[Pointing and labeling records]
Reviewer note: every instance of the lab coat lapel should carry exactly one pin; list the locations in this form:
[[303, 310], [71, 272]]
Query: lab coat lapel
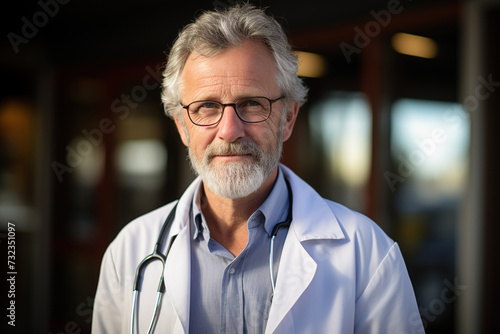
[[312, 220], [296, 272], [177, 271]]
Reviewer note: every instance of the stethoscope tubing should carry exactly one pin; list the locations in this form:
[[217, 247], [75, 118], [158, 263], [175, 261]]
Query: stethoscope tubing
[[157, 256]]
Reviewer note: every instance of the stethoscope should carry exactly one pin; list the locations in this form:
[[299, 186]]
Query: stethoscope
[[157, 255]]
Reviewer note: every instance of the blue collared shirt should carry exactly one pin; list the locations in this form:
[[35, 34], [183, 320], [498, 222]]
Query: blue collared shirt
[[234, 294]]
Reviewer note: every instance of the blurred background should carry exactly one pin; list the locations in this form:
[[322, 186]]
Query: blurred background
[[399, 125]]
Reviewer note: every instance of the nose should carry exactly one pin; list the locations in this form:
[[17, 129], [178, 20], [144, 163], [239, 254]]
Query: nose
[[231, 127]]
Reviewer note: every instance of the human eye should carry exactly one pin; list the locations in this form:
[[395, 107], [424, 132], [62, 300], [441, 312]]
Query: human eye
[[205, 107], [251, 105]]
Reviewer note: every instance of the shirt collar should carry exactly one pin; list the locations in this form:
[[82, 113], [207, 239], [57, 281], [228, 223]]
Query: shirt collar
[[273, 211]]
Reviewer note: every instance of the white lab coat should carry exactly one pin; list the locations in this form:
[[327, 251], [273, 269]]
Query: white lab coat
[[339, 273]]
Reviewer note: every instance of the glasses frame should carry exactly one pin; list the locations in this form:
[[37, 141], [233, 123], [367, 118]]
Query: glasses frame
[[224, 105]]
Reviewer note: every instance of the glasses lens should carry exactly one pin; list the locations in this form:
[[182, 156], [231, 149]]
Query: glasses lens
[[254, 109], [205, 112]]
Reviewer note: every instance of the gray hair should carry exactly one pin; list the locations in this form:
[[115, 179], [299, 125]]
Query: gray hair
[[215, 31]]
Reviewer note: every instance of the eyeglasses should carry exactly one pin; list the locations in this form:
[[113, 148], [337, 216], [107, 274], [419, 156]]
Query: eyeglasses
[[250, 110]]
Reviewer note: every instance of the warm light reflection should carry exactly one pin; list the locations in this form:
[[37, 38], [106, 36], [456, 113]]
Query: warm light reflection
[[342, 124], [414, 45], [145, 157], [311, 65], [431, 138]]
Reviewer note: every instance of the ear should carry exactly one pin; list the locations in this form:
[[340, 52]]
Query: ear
[[291, 117], [182, 130]]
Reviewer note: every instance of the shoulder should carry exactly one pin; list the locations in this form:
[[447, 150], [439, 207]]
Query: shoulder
[[137, 238]]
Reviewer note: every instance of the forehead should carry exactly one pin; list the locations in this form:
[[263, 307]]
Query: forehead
[[247, 69]]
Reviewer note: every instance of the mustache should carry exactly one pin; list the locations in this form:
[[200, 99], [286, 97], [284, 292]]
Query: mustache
[[240, 147]]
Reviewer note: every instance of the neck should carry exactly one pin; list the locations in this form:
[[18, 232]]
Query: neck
[[227, 218]]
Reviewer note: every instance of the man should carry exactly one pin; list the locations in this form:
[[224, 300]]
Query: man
[[231, 266]]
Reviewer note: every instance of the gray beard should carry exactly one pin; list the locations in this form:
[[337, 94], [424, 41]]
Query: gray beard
[[236, 179]]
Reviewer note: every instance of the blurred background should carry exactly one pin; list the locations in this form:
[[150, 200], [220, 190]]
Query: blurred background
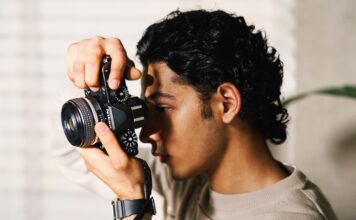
[[316, 40]]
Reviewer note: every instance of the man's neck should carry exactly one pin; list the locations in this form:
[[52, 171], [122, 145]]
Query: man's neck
[[246, 166]]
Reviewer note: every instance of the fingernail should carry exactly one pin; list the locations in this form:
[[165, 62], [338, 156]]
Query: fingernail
[[114, 83], [101, 128]]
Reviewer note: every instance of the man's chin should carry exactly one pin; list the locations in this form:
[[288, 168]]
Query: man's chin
[[180, 176]]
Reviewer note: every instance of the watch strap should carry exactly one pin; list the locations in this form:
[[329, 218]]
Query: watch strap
[[125, 208]]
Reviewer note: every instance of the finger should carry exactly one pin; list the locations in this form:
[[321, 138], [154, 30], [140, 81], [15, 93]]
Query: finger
[[115, 49], [72, 53], [78, 71], [132, 73], [112, 146], [94, 52]]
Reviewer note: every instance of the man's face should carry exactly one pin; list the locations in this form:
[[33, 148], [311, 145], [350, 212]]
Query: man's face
[[188, 143]]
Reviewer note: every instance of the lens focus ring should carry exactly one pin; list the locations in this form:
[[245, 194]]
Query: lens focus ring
[[88, 119]]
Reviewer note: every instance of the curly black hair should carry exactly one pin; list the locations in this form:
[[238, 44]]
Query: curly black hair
[[208, 48]]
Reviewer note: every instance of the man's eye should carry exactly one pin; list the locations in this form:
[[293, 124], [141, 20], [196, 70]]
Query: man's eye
[[162, 108]]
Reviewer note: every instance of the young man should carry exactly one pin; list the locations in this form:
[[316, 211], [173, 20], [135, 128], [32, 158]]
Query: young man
[[212, 86]]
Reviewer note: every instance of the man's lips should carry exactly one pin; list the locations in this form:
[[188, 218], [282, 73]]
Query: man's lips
[[162, 157]]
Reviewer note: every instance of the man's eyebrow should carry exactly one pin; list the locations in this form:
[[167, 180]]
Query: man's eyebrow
[[157, 95]]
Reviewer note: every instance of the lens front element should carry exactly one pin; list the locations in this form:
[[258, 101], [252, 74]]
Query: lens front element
[[78, 121]]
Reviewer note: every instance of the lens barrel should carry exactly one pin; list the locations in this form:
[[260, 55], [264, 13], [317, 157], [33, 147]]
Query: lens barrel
[[78, 120]]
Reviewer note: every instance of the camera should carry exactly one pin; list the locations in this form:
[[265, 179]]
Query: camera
[[117, 108]]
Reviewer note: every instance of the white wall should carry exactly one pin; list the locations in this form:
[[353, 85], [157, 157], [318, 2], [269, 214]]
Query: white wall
[[34, 36]]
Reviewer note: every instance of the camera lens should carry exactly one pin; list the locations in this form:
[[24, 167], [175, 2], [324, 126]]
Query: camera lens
[[78, 121]]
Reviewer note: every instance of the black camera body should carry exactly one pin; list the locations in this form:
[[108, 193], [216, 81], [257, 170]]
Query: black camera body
[[117, 108]]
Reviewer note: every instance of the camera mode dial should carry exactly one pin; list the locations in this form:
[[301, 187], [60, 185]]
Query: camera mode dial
[[128, 140], [121, 94]]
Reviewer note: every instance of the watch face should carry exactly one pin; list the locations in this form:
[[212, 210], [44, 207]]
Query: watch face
[[125, 208]]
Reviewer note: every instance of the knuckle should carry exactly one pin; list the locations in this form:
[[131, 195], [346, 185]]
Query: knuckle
[[96, 39], [72, 47], [115, 41], [78, 66], [93, 58], [94, 50]]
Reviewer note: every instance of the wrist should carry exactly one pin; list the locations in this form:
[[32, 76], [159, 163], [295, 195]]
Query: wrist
[[137, 207]]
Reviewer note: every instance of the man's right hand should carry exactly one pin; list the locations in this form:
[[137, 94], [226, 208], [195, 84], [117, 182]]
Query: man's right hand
[[84, 60], [123, 174]]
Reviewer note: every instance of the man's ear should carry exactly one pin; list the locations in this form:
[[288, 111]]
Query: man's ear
[[230, 101]]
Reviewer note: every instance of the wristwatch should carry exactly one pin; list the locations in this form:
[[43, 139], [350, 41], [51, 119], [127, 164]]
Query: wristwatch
[[125, 208]]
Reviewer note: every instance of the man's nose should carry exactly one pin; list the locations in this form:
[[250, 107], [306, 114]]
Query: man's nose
[[151, 129]]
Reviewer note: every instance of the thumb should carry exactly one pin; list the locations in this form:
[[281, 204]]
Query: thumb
[[111, 144]]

→ OBJECTIVE
Lay out everything from the start of the records down to the line containing "[[157, 256]]", both ends included, as a Markdown table with the columns No. and Line, one numbered row per line and no blank lines. Leave the pictures out of the table.

→ ANSWER TO THIS TASK
| No. | Line |
|---|---|
| 1 | Reviewer note: every instance of the lab coat lapel should carry exactly one pin; list the locations in this form: |
| 2 | [[303, 310], [71, 272]] |
| 3 | Query: lab coat lapel |
| 4 | [[312, 220], [296, 272], [177, 271]] |
| 5 | Reviewer note: every instance of the stethoscope tubing should carry exactly one pin; list the locations in this form: |
| 6 | [[217, 247], [75, 118], [158, 263], [175, 261]] |
| 7 | Query: stethoscope tubing |
| 8 | [[157, 256]] |